## EXCERPTED PASSAGE
>>>

It doesn't seem to depend on free will.

If you imply that dBB was ruled out experimentally, such implication seems dubious: Zeh (Physics Letters A, Volume 309, Issues 5–6, 31 March 2003, Pages 329–334 ) made this comment on the article you quoted: "Variants of Bohm's theory with photon trajectories instead of time-dependent Maxwell fields have recently been claimed to be in conflict with quantum theory and experiments [11]. While the analysis of these experiments appears doubtful, this modified Bohm theory—in contrast to the original one—seems to have never been proven equivalent to quantum theory."
 
  • #10
questionpost said:
How does ruling out "hidden variables" mean there's no realism?
You can't really expect an accurate rendition of what realism is from a pop sci article, that's the problem. The term means many different things in different contexts, but in this context, it seems to be associated with "independence from observation." In other words, realism is the belief that reality exists independently of how humans tinker with it and understand it. But that term never meant anything in science, because science is all about tinkering with nature and trying to understand it, and everything that science regards as real stems exactly from that process. Relevant here is the Bohr/Einstein debates, where Bohr said that reality is only what we can demonstrate (the positivist approach) while Einstein said that "the Moon is there even when we are not looking at it." What it comes down to is, when we say a system has a set of attributes or properties, should we regard those attributes and properties as things the system really possesses, or should we regard them as tools we are using to understand the system?

Realism says that the system would have no idea what to do if it did not have those attributes and properties, but the anti-realist says that the system has no idea what we mean by attributes and properties, they are all our creations and the system does whatever it does just fine without them, we merely imagine the system has them to help us understand that system. The key point in quantum mechanics is that if we adopt the realist approach, we are always looking for hidden variables to be those attributes and properties, but if we adopt the anti-realist approach, we don't expect that the system needs any hidden variables in order to do the things it does.

How did the conditions for life to form even come to be if there wasn't an existence before us?
This is more a misconception from the pop sci article than the actual issue. If we end up deciding that QM is incompatible with realism, it means that no hidden variable theory that we can stomach will ever be able to recover its predictions. That in turn would mean that quantum systems don't do what they do because of attributes or properties, they just do what they do, and we use attributes and properties to get a good but still incomplete understanding. None of that implies that nothing could exist before there were humans, it just means that we didn't understand quantum systems before there was quantum mechanics, and we might never understand them completely because we like to think about attributes and properties.

<<<

## SOURCE DATA
>>>

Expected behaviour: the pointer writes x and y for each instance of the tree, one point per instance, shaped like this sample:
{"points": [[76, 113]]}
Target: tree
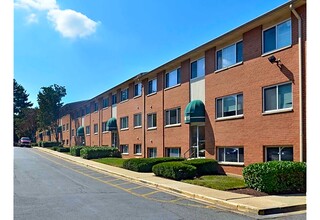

<<<

## EXERCISE INSTRUCTIONS
Please update the passage on quantum realism by restating everything from "Realism says that" down to "existence before us?" with "anti-realist" changed to "instrumentalist".

## RESPONSE TO THIS TASK
Realism says that the system would have no idea what to do if it did not have those attributes and properties, but the instrumentalist says that the system has no idea what we mean by attributes and properties, they are all our creations and the system does whatever it does just fine without them, we merely imagine the system has them to help us understand that system. The key point in quantum mechanics is that if we adopt the realist approach, we are always looking for hidden variables to be those attributes and properties, but if we adopt the instrumentalist approach, we don't expect that the system needs any hidden variables in order to do the things it does.

How did the conditions for life to form even come to be if there wasn't an existence before us?